Can you copy all of the material below word for word, leaving the pictures out of your answer?

==============================

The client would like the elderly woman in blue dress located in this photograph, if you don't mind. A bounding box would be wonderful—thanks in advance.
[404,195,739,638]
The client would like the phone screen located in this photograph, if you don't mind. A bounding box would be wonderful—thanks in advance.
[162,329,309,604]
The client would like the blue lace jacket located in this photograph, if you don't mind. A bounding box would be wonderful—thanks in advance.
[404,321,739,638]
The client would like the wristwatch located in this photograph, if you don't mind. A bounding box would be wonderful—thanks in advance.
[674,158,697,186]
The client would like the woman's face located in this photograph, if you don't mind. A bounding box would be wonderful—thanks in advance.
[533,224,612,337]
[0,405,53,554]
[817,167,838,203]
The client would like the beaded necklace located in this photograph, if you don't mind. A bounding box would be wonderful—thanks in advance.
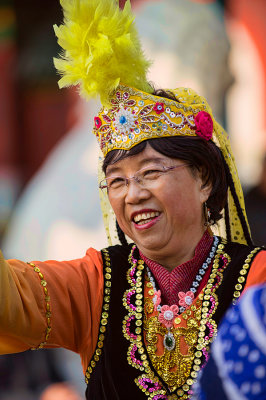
[143,236,219,351]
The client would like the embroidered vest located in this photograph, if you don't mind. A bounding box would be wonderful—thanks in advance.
[85,239,260,400]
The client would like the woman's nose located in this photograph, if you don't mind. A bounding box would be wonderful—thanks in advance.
[125,179,150,203]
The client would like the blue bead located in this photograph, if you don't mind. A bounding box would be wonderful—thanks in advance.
[119,115,127,124]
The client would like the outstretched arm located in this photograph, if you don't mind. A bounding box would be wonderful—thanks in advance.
[0,249,103,374]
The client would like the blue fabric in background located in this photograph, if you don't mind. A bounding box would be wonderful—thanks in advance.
[192,285,266,400]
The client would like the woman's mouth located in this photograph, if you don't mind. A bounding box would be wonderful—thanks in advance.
[132,211,160,229]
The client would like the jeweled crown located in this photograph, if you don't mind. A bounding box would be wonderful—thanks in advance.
[94,85,213,156]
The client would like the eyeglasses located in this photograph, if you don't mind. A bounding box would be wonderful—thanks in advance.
[99,164,190,195]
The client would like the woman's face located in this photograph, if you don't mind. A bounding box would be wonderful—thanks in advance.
[106,144,211,262]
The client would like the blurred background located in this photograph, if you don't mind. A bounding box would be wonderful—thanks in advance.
[0,0,266,400]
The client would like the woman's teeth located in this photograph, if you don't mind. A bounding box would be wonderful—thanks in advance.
[133,211,160,225]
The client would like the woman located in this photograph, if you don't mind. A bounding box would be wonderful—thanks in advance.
[0,0,266,400]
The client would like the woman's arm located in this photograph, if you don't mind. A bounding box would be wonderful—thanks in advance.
[0,249,103,372]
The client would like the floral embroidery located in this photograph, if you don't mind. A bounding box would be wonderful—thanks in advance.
[158,304,179,328]
[94,117,102,129]
[28,263,52,350]
[123,241,239,400]
[94,85,206,156]
[153,103,164,114]
[85,249,112,384]
[195,111,213,140]
[178,291,194,307]
[114,107,138,135]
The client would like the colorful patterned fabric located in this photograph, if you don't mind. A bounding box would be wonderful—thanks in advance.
[193,285,266,400]
[140,230,213,305]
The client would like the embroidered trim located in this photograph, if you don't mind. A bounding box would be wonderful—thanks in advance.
[27,263,52,350]
[123,240,234,400]
[232,247,261,305]
[85,249,112,384]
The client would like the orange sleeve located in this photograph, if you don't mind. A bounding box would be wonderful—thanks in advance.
[0,249,103,369]
[245,250,266,291]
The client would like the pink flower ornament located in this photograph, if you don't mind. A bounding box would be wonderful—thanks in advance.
[94,117,102,129]
[153,103,164,114]
[195,111,213,140]
[178,291,194,308]
[158,304,179,328]
[152,290,161,310]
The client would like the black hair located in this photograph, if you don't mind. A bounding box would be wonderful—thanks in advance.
[103,89,252,244]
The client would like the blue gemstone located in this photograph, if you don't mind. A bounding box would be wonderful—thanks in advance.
[119,115,127,124]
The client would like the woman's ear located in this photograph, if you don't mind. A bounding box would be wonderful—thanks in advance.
[201,182,212,203]
[198,169,212,203]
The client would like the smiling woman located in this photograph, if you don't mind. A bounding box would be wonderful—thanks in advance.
[0,0,266,400]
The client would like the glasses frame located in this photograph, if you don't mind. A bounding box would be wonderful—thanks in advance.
[99,163,191,192]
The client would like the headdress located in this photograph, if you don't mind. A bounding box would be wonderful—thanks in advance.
[54,0,251,244]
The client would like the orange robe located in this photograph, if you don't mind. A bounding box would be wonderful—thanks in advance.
[0,248,266,372]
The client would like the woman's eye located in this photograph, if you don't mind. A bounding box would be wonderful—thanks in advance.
[143,169,163,178]
[109,176,124,188]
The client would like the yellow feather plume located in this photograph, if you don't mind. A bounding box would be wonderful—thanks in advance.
[54,0,152,105]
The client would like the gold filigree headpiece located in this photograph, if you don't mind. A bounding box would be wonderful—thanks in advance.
[94,85,213,156]
[54,0,251,244]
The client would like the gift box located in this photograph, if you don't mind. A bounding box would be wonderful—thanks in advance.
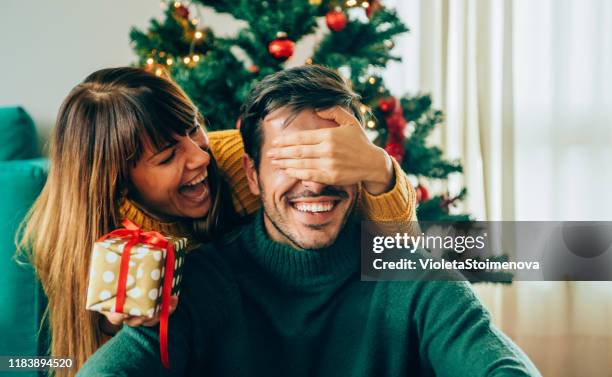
[86,222,187,318]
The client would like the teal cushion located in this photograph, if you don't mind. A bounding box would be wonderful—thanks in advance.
[0,107,39,161]
[0,159,47,368]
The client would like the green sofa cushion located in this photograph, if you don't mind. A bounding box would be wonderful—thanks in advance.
[0,107,39,161]
[0,158,47,364]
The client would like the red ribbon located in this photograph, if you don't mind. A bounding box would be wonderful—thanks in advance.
[98,219,175,369]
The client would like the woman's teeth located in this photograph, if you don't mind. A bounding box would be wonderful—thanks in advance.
[185,173,206,186]
[293,202,335,212]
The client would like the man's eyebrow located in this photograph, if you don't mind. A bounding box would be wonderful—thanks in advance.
[147,141,177,161]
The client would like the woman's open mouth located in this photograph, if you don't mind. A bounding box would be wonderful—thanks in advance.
[178,173,209,203]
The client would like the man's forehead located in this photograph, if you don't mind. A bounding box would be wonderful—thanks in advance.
[263,107,338,133]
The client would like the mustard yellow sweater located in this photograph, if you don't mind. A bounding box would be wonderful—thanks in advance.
[119,130,416,238]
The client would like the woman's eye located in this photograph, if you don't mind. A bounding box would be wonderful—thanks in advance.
[159,149,175,165]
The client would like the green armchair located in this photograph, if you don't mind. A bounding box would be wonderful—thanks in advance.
[0,107,48,377]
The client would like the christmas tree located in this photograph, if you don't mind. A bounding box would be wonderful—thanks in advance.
[130,0,470,221]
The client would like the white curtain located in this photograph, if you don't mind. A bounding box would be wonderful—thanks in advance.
[385,0,612,377]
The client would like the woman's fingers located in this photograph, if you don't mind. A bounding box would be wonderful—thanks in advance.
[270,158,322,170]
[283,168,334,185]
[123,316,148,327]
[317,106,359,126]
[267,144,327,158]
[102,313,128,326]
[123,296,178,327]
[272,129,327,148]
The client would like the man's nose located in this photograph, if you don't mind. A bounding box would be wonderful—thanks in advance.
[186,140,210,170]
[302,181,327,194]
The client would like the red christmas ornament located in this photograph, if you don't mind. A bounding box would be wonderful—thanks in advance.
[378,96,397,113]
[414,183,429,203]
[268,32,295,60]
[174,4,189,20]
[325,9,348,32]
[385,140,404,163]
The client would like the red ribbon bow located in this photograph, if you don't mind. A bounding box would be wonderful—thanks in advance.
[98,219,175,368]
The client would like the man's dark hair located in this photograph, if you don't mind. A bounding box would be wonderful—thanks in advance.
[240,65,363,168]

==============================

ANSWER:
The client would like the elderly woman in blue dress located in this photograph, if you don't mind. A bounding box would be wonderful—thanks in advance.
[404,195,739,638]
The client would like the phone screen located in this photograph, if you don't mind. A bounding box would be wonderful—thanks in advance.
[162,329,309,604]
The client would like the blue lace jacket located in this photograph, if you don't mind. A bounding box would be wonderful—thanks in advance.
[404,321,739,638]
The client would like the wristwatch located in this photograph, if you don't mind. A bounding box would be wonderful—thanks in advance.
[674,158,697,186]
The client would like the woman's face located in this photograph, if you don't mind. A bounding box would be wonderful—thanks in advance.
[533,224,612,337]
[0,405,53,554]
[817,167,838,203]
The client would like the beaded necklace located in this photograph, if you don't mind. A bounding box would be wonderful—thanks in advance.
[143,236,219,351]
The client would like the embroidered vest located in this photograph, if you don't mind. A bounding box would be wonderful—thanks in advance.
[85,239,260,400]
The client would like the woman's nose located in this photograph, if you don't mind. A bounding box would be wonderful—thanks in advance.
[125,179,150,203]
The client would like the blue bead located in this photograph, if you don't mind. A bounding box would be wonderful—thanks in advance.
[119,115,127,124]
The client would like the outstretched arm located in this photograph, if you don't mind. A bounding box would be wonderful—thanks in advance.
[0,249,103,374]
The client would like the blue fabric in background located in this photograph, if you don't mind. A bounding box would be wonderful—thanks in advance.
[192,285,266,400]
The client would like the woman's mouth located in this photograph, if you don't mind. A bounding box would be wonderful—thanks in advance.
[132,211,160,229]
The client would like the jeweled crown located in this photograph, if you don't mind. A bounding box would be wonderful—thanks in advance.
[94,85,213,156]
The client would like the eyeglasses located in this photograph, if you don't mind. A bounding box would be wonderful—thanks in advance.
[99,164,190,195]
The client would like the woman's face located in this photograph, if you don't mind. A bounding box would be wonderful—thanks in advance.
[106,144,211,262]
The client would like the blurred background located in this photograph, if you don't mind. A bounding box would be wonderful—thanks in advance.
[0,0,266,400]
The client would like the woman's teeth located in this photograph, if you don't mind. A bounding box would be wonderful—thanks in advance.
[133,211,160,225]
The client would like the woman located in this photograph, if you don't mind. A bounding box would be wonderful—thanks in advance.
[0,0,266,400]
The client would like the woman's arm located in this photograph, if you don't mind. A bounding box would be wonderful—thanks in advance.
[0,249,103,372]
The client would like the floral embroidery located in this photograph, if you don't mind. A bounding box would be wonderful—thanks in advance.
[158,304,179,328]
[94,117,102,129]
[28,263,52,350]
[123,241,239,400]
[94,85,206,156]
[153,103,164,114]
[85,249,112,384]
[195,111,213,140]
[178,291,194,307]
[114,107,138,135]
The client would like the colorful patterned fabric located in this photograph, if you don't mind. A bounding box would be wonderful—thanks in advance.
[193,285,266,400]
[140,230,213,305]
The client would like the embroidered trim located in this photograph, if you don't mind. A bounding box would be wonderful—thanks in advance.
[27,263,52,350]
[123,240,234,400]
[232,247,261,305]
[85,249,112,384]
The client would like the orange sleeve located in this photograph, if you don't mind. A bounding box would be wonderful—thanks in advance.
[0,249,103,369]
[245,250,266,291]
The client would like the pink flower ornament located in this photograph, if you don't mind. A bounding box would be wonderful—thanks in advance.
[94,117,102,129]
[153,103,164,114]
[195,111,213,140]
[178,291,194,308]
[158,304,179,328]
[152,290,161,310]
The client would like the black hair located in this photograph, if you don't mind. A bounding box would be wonderful—thanks in advance.
[103,89,252,244]
The client would like the blue gemstone located in this photograph, if you don't mind. A bounding box would be wonderful—thanks in advance.
[119,115,127,124]
The client would like the woman's ear located in this photograph, if you don't mind. A bounding box would be wonderful—thanks in advance.
[201,182,212,203]
[198,169,212,203]
The client would like the smiling woman located in this photograph, if you don't mind. A bounding box would be wonderful—thanks in advance.
[0,0,266,400]
The client would like the glasses frame located in this photograph, if you don't mind. A bounding box would be wonderful—thanks in advance.
[99,163,191,192]
The client would like the headdress located in this photograph, if you don't mind. A bounding box would be wonderful—thanks in advance.
[54,0,251,244]
The client would like the orange robe located in this photograph, if you don't mind. A bounding box would be wonderful—thanks in advance.
[0,248,266,372]
The client would like the woman's eye located in this photograph, if you don't mind. A bounding box would be wonderful—thanks in advance.
[143,169,163,178]
[109,176,124,188]
The client would like the yellow feather plume located in this photograph, if you don't mind. A bounding box would be wonderful—thanks in advance.
[54,0,152,105]
The client would like the gold filigree headpiece located in this photograph, if you don't mind. A bounding box would be wonderful—thanks in advance.
[94,85,213,156]
[54,0,251,244]
The client would like the gift box located in this photograph, if you don't mind. A bounding box would be wonderful—thanks in advance.
[86,222,187,318]
The client would like the teal cushion located in this photograph, if you don't mind. A bounding box would be wonderful—thanks in advance.
[0,107,39,161]
[0,159,47,368]
The client would like the green sofa cushion located in this photograph, if you don't mind. A bounding box would be wonderful—thanks in advance.
[0,107,39,161]
[0,158,47,364]
The client would like the red ribbon located in this photograph, if you don't mind. A bounding box would be wonderful—thanks in advance.
[98,219,175,369]
The client would like the woman's teeth located in this photograph, if you don't mind. A bounding box would be wonderful—thanks in advance.
[185,173,206,186]
[293,202,335,212]
The client would like the man's eyebrow located in this photograph, if you don't mind. A bounding box would be wonderful—thanks in advance.
[147,141,177,161]
The client would like the woman's open mouth located in this photograph, if you don't mind. A bounding box would be wonderful—thanks in advance.
[178,173,209,203]
The client would like the man's forehead located in this photograph, if you don't mind. A bounding box would be wonderful—thanks in advance.
[263,107,338,133]
The client would like the mustard yellow sweater located in this photograph, if you don't mind. A bounding box would be wonderful—thanks in advance.
[119,130,416,238]
The client would like the woman's eye located in this photograph, if you don't mind. A bounding box would be wonderful—thanks in advance.
[159,149,175,165]
The client would like the green armchair located in this photograph, if you don't mind. A bounding box would be wonderful—thanks in advance.
[0,107,48,377]
The client would like the christmas tree located in this photograph, if you don't mind. A bounding box would be wonderful—thanks in advance.
[130,0,470,221]
The client would like the white curtain located in this photograph, if you don't mind. A bounding box would be wonderful—thanks in advance.
[385,0,612,377]
The client would like the woman's fingers located in this photograph, if you don't mind. A bounding box would be wonderful—thanks in advance.
[270,158,322,170]
[283,168,334,185]
[123,316,148,327]
[317,106,359,126]
[267,144,327,158]
[102,313,128,326]
[123,296,178,327]
[272,129,327,148]
The client would like the man's nose located in this photograph, if you don't mind. A bounding box would be wonderful—thanks in advance.
[186,140,210,170]
[302,181,327,194]
The client would like the red christmas ornament located in this photograph, if you don't mind. A bounding box would be wonderful—thanks in advance.
[378,96,397,113]
[414,183,429,203]
[268,32,295,60]
[174,4,189,20]
[325,9,348,32]
[385,140,404,163]
The client would like the red ribbon bow located in this photograph, if you don't mind. A bounding box would be wonderful—thanks in advance.
[98,219,175,368]
The client would like the man's dark hair located in this photograph, if you don't mind. A bounding box would be wonderful—thanks in advance.
[240,65,363,168]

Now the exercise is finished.